* _TASK GOAL_
In the passage on low-code platforms, take the stretch from "Low code is" through "the business cloud." and substitute "non-technical staff" for "business users" wherever it occurs.

* _TEXT PROVIDED_
Clearly, these have become enterprise-grade application development platforms, not point solutions to specific business problems. Many developers today choose to build their applications on platform-provided abstractions, whether those are serverless functions on the public cloud or extendable building blocks on SaaS low-code platforms.
The Introduction of Business Developers
Comparing how SaaS platforms started and where they are now clearly shows how far these have come from their earlier versions. But there's still a major shift we haven't mentioned yet: the introduction of business developers.
SaaS low-code platforms draw their power from the data they maintain and their existing users. Those are both not limited to IT but rather skew heavily toward the business. Having access to both business data and business users means that SaaS is in the perfect position to tackle the most pressing issue many enterprises face today — digital transformation.
With a global shortage of developers and the difficulty of streamlining a business process with so many stakeholders, low-code platforms introduce a shortcut, letting the business users streamline their processes themselves without waiting for IT.
Low code is taking off with business users, so much so that in his 2019 Inspire keynote, Microsoft CEO Satya Nadella discussed the opportunity of low code to empower people and to create new white-collar jobs just like Excel did.
Just like the public cloud is an application development platform enabling developers to focus on their business logic, SaaS platforms have become application development platforms using low code to empower business users to become developers and address any business need.
SaaS is now focused on new types of developers addressing a whole range of unmet business needs with dedicated applications, creating a new type of cloud: the business cloud.
Securing Low Code as an Extension of Cloud
With the realization that some SaaS platforms are now application development platforms and an extension of the cloud, we should re-examine the responsibilities for securing those applications and bringing them under the security team's umbrella.
We should treat platforms like Salesforce, ServiceNow, and Office365 the same way we treat AWS, Azure, and GCP, where we focus on the applications that were built and are hosted in these application development platforms rather than treating the whole platform as a single application.
Shadow IT, for example, remains an issue with smaller and an ever-growing number of point-solution SaaS. But it doesn't make sense to treat any single platform mentioned above as a single app to discover and catalog. Instead, we should discover and catalog the applications built with those platforms — and there are tens of thousands of those. In most organizations, this enormous complexity is hidden behind a single line in an application inventory.

* _RAW RECORDS_
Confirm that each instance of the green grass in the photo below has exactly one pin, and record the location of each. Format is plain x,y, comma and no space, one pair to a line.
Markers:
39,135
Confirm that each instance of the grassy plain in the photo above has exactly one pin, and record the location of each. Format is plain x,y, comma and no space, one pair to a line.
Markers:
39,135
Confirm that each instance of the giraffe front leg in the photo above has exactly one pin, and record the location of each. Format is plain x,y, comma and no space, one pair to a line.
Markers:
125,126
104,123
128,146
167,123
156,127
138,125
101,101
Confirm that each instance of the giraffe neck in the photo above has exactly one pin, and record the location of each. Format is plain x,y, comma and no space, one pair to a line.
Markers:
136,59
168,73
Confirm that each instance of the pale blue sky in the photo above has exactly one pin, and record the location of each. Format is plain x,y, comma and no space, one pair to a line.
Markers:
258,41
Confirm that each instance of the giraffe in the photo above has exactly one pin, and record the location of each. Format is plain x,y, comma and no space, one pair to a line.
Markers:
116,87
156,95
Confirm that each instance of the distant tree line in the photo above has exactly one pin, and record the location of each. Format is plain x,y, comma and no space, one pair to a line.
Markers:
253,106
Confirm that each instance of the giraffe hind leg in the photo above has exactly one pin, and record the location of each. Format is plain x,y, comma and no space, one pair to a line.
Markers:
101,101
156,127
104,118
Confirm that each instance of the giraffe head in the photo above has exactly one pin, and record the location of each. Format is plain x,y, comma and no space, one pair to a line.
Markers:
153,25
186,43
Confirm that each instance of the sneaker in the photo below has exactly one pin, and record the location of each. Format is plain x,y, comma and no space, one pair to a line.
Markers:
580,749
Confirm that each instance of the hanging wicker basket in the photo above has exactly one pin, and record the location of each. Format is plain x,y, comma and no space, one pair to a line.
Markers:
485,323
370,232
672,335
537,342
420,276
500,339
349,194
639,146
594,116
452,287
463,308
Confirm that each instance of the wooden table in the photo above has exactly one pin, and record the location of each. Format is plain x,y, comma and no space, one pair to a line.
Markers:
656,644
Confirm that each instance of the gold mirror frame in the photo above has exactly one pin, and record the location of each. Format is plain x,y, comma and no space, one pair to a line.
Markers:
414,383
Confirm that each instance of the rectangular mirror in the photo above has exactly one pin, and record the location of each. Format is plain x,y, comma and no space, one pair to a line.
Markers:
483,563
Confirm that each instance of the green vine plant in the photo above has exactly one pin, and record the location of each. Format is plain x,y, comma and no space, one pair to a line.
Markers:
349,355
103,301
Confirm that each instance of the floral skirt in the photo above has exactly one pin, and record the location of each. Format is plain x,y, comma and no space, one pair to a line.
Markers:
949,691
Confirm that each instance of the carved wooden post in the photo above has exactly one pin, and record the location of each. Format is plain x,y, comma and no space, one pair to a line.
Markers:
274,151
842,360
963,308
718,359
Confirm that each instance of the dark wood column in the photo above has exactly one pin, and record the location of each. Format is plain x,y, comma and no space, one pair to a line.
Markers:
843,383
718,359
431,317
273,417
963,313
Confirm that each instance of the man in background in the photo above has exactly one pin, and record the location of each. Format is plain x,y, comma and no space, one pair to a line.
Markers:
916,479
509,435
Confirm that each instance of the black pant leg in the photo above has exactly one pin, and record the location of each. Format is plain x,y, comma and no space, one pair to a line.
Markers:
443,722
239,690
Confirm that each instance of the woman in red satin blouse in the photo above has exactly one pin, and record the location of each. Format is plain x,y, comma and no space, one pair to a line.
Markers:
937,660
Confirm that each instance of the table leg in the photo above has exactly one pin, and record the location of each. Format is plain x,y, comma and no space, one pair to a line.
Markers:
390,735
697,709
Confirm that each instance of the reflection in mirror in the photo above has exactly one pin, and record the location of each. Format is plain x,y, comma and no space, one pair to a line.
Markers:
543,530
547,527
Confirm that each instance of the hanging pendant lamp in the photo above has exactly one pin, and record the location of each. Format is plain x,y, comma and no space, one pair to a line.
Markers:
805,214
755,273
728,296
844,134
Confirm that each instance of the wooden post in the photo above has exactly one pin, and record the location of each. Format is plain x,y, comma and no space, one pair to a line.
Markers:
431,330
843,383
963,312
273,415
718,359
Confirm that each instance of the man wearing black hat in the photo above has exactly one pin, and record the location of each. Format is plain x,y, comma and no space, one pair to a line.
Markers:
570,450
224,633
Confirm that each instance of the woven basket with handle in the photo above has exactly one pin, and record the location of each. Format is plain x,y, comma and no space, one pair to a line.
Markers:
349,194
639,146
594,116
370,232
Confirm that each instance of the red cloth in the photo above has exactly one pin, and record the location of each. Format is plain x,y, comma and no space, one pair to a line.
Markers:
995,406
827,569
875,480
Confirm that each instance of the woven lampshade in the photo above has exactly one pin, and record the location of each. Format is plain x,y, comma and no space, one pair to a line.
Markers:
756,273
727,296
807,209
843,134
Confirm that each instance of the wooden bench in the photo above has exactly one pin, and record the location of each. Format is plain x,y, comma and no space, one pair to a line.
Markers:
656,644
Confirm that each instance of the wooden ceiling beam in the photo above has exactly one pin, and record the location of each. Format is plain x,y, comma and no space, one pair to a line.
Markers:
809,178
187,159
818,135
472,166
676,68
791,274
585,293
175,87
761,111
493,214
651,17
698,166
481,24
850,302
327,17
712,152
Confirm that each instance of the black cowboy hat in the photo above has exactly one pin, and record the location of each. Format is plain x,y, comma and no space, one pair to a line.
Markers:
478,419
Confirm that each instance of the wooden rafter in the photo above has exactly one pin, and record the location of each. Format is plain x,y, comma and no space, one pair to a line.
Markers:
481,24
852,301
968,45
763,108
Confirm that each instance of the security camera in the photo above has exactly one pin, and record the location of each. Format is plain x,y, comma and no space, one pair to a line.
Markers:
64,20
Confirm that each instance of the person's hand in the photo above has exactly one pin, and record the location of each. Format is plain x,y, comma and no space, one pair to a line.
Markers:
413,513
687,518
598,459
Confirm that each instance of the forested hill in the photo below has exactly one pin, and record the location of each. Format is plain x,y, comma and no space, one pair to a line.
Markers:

* _SOLUTION FOR THIS TASK_
Low code is taking off with non-technical staff, so much so that in his 2019 Inspire keynote, Microsoft CEO Satya Nadella discussed the opportunity of low code to empower people and to create new white-collar jobs just like Excel did.
Just like the public cloud is an application development platform enabling developers to focus on their business logic, SaaS platforms have become application development platforms using low code to empower non-technical staff to become developers and address any business need.
SaaS is now focused on new types of developers addressing a whole range of unmet business needs with dedicated applications, creating a new type of cloud: the business cloud.